An unchanged copy of every record below, without pictures, is the goal.

---------- Dataset excerpts ----------

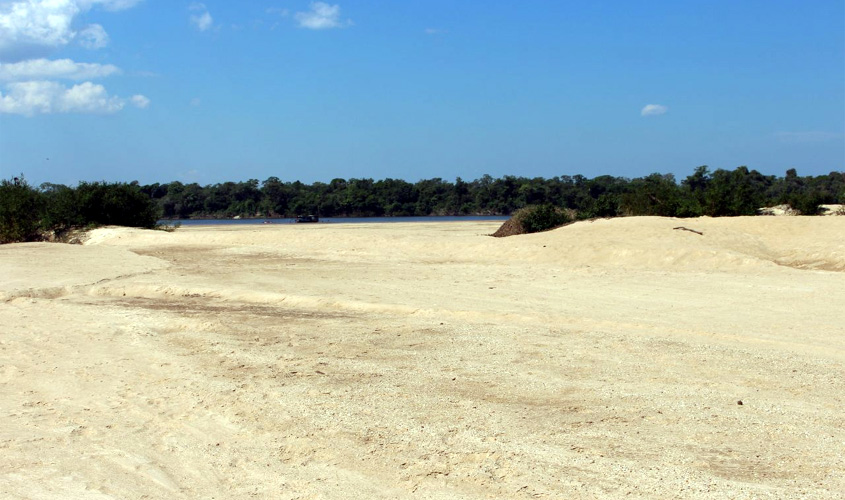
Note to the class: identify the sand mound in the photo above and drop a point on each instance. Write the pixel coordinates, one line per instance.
(511, 227)
(653, 243)
(603, 359)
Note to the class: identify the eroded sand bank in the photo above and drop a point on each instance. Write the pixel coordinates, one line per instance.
(601, 360)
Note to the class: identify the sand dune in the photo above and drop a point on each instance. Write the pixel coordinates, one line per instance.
(604, 359)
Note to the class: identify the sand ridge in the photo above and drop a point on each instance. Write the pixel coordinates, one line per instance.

----------

- **Reply to the exercise**:
Note to the class: identify the sand mound in the photo above and drop a point on each instance. Write the pixel coordinates, one line per instance.
(511, 227)
(653, 243)
(603, 359)
Note to the class: identify the eroded sand bank in the photo above and drop a point on each instance. Write the pixel coordinates, one line per instance.
(601, 360)
Note to the class: identify the sand dune in the photo above and drop a point on each instance. Write the pixel coordinates, one line per instance.
(604, 359)
Note to the class: identify the sand ridge in the photo above and drop a point on each instance. Write the pixel coordinates, one line per instance.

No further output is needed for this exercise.